### Written problem A:
In the text on freedom, which holiday does St. John’s mark this Sunday?
### Written problem B:
In the text on freedom, rewrite the passage from "Skip to main" up to and including "What is freedom?", replacing "Independence Day" with "the Fourth of July".

Skip to main content

7.2.17 Rev. Daughtry

This Sunday, St. John’s marks Independence Day, so it seems like a good time to ask the question: What is freedom?

Freedom is the absence of constraint. In the American myth, freedom is claiming your independence from the oppression that rules over you.

In the story of our country’s founding, freedom meant independence from a society that called your religion, or your lack of it, a heresy. It was independence from the foreign dictator and his taxes. Over the course of 241 years, freedom has come to mean independence from enslavement, an evil system that brutally controlled the lives of some to the enrichment of others. For many of us, it also means independence from the authority of fathers and husbands, and independence from strict ways of imagining human sexuality and gender identity.

The stories we hear in Scripture are the ground of this vision of freedom. Freedom from slavery in Egypt. Freedom from illness and addiction, when Jesus heals. Freedom from social constraints, when Jesus gathers his followers across the social divides of their time. Freedom from the final authority of death, in the resurrection. Freedom from gives us the moral imperative that we need in order to seek justice for each human being.

And, if you are a follower of Jesus, freedom from oppression is only one side of the coin. Christians believe that we are free from the things that bind and constrain us, and that we are free for something, too.

In Baptism, whether we politely splash the new Christian with water, or dunk them all the way under and hold them down for a moment, we are not just washing them clean. In that act we symbolize joining with Christ in his death, that by it we might share in his resurrection (BCP p. 306).

### Listed entries:

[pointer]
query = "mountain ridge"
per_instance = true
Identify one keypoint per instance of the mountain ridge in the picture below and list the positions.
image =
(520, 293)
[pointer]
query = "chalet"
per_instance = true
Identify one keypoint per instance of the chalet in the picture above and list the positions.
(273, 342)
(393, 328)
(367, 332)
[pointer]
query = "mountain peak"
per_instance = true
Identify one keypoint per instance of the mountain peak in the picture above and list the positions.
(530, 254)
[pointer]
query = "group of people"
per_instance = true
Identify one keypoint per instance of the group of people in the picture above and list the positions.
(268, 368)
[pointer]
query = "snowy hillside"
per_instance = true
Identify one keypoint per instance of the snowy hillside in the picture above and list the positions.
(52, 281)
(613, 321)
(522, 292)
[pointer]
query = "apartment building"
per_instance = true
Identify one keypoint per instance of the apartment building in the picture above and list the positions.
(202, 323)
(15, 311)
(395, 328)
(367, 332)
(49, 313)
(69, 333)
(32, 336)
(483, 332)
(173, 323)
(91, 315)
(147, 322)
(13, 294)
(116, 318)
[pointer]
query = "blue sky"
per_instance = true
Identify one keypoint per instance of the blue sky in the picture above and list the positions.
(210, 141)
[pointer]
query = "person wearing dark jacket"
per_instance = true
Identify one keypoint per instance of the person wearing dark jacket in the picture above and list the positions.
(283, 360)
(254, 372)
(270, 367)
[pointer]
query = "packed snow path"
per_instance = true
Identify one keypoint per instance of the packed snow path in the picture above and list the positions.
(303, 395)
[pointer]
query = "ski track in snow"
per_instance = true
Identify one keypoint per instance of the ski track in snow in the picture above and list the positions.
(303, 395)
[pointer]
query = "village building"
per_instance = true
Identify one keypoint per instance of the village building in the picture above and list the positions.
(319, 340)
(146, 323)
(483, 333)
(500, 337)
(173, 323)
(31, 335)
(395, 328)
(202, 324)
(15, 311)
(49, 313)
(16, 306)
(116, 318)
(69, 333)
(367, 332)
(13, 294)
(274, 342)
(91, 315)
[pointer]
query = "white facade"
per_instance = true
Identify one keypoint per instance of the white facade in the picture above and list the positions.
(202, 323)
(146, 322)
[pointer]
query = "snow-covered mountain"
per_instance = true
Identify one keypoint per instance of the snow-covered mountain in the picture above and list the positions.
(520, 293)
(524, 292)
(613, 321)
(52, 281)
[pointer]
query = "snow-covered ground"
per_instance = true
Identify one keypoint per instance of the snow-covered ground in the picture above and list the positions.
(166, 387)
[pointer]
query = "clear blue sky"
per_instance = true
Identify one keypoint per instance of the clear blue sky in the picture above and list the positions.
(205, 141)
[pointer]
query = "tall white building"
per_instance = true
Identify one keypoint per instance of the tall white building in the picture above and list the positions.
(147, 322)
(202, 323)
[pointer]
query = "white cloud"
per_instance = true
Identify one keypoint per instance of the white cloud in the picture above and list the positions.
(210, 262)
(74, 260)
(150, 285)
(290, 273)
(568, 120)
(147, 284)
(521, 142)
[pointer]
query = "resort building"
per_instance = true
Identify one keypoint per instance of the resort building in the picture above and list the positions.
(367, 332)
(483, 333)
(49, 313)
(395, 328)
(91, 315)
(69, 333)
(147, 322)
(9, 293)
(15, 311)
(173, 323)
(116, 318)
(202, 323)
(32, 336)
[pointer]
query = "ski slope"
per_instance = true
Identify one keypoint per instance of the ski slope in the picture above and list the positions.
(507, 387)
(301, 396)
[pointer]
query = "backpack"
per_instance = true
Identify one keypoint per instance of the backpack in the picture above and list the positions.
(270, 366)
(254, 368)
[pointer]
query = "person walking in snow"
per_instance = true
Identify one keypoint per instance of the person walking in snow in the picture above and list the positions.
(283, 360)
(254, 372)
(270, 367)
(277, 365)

### Output A:
Independence Day.

### Output B:
Skip to main content

7.2.17 Rev. Daughtry

This Sunday, St. John’s marks the Fourth of July, so it seems like a good time to ask the question: What is freedom?